Copy out, exactly as given, every line from the line with "Query: tree foliage" to the end of the listing, both of those lines included.
## Begin
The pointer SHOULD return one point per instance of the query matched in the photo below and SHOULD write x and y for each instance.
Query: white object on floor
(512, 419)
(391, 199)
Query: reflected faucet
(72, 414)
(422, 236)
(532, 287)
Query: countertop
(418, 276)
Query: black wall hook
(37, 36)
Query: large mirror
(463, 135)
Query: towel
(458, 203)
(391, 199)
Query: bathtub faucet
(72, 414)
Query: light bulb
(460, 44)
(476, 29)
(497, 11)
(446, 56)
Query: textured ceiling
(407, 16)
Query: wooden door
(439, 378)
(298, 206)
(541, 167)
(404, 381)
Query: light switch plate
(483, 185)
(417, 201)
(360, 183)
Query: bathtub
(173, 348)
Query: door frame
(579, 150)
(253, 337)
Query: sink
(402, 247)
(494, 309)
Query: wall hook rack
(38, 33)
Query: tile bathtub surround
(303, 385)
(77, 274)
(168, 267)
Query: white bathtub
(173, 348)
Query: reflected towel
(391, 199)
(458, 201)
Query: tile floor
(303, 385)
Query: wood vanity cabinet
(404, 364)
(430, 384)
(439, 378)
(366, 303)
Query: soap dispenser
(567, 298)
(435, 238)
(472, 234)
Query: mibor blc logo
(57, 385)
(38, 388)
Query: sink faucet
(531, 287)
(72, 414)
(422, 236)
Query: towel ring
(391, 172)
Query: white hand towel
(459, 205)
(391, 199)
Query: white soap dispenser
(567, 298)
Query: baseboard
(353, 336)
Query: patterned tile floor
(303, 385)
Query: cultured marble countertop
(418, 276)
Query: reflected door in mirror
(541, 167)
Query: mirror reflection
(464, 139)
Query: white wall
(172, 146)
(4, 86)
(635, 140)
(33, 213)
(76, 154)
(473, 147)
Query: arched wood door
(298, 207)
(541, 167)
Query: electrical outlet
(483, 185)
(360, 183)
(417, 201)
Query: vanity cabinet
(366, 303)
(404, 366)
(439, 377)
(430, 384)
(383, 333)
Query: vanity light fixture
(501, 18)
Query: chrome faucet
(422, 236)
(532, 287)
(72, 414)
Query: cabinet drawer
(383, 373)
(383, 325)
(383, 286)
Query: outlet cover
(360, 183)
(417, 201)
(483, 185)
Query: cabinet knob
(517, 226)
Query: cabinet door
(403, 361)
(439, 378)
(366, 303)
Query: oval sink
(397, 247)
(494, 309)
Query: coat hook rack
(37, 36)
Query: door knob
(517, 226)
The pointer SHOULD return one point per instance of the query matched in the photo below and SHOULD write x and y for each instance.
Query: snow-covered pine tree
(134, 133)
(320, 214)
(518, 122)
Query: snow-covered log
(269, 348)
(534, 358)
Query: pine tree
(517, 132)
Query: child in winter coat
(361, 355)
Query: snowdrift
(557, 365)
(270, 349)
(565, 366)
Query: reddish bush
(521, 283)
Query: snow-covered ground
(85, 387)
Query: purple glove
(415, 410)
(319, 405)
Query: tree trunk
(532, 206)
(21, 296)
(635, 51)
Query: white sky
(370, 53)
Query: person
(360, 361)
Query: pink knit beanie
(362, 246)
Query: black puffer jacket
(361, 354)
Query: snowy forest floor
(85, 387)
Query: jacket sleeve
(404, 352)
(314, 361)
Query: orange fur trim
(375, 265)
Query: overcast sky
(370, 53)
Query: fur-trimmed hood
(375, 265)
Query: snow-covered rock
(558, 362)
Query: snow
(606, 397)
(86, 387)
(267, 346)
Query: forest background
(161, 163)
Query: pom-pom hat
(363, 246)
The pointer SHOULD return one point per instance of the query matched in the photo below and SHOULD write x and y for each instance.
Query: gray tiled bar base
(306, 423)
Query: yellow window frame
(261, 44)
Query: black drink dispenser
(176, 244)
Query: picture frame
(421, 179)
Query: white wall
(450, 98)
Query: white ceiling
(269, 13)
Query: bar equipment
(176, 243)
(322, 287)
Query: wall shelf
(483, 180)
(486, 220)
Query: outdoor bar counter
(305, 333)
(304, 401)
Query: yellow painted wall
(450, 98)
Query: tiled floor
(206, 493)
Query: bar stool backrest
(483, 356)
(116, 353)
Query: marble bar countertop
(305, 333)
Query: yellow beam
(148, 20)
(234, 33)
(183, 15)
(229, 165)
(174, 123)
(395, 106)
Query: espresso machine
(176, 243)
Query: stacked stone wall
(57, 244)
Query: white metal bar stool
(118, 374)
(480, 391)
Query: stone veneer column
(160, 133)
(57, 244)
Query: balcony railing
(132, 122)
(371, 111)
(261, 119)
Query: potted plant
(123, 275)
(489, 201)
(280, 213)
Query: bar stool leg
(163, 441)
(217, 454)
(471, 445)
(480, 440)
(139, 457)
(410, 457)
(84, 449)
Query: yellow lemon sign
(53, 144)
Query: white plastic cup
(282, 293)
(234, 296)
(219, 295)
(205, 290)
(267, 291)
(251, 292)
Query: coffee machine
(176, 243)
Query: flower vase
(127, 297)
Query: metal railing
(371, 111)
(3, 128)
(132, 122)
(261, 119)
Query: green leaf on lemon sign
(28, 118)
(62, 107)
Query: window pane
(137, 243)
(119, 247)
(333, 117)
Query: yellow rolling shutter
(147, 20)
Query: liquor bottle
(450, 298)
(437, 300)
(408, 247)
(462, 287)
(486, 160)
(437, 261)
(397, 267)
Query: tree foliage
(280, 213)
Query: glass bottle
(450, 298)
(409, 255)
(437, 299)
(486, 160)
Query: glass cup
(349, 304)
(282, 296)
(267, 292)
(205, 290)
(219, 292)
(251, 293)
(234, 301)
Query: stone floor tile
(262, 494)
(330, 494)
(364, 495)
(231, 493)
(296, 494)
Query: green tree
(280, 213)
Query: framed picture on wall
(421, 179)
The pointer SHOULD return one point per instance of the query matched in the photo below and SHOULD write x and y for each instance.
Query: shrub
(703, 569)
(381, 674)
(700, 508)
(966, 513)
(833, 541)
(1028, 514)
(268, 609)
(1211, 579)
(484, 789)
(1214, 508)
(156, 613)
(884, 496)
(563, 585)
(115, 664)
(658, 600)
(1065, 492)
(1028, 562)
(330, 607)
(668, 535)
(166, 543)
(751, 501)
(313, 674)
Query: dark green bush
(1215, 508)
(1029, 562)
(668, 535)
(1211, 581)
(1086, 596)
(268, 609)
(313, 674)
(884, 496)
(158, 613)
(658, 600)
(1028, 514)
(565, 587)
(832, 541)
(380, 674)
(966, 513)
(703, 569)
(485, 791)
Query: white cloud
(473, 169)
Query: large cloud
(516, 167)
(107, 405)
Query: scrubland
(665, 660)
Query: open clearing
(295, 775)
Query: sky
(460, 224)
## End
[Written answer]
Query: tree foliage
(280, 213)
Query: glass bottle
(450, 298)
(409, 255)
(437, 299)
(486, 160)
Query: glass cup
(349, 304)
(282, 296)
(267, 292)
(205, 290)
(219, 292)
(251, 293)
(234, 301)
Query: stone floor tile
(262, 494)
(330, 494)
(364, 495)
(231, 493)
(296, 494)
Query: green tree
(280, 213)
Query: framed picture on wall
(421, 179)
The pointer SHOULD return one point per instance of the query matched in the photo below and SHOULD write x and y for each instance.
Query: shrub
(703, 569)
(381, 674)
(700, 508)
(966, 513)
(833, 541)
(1028, 514)
(268, 609)
(1211, 579)
(484, 789)
(1214, 508)
(156, 613)
(884, 496)
(563, 585)
(115, 664)
(658, 600)
(1065, 492)
(1028, 562)
(330, 607)
(668, 535)
(166, 543)
(751, 501)
(313, 674)
Query: dark green bush
(1215, 508)
(1029, 562)
(668, 535)
(1211, 581)
(1086, 596)
(268, 609)
(313, 674)
(884, 496)
(158, 613)
(658, 600)
(1028, 514)
(565, 587)
(832, 541)
(380, 674)
(966, 513)
(703, 569)
(485, 791)
Query: white cloud
(473, 169)
Query: large cloud
(516, 167)
(107, 405)
Query: scrubland
(665, 660)
Query: open clearing
(295, 775)
Query: sky
(460, 224)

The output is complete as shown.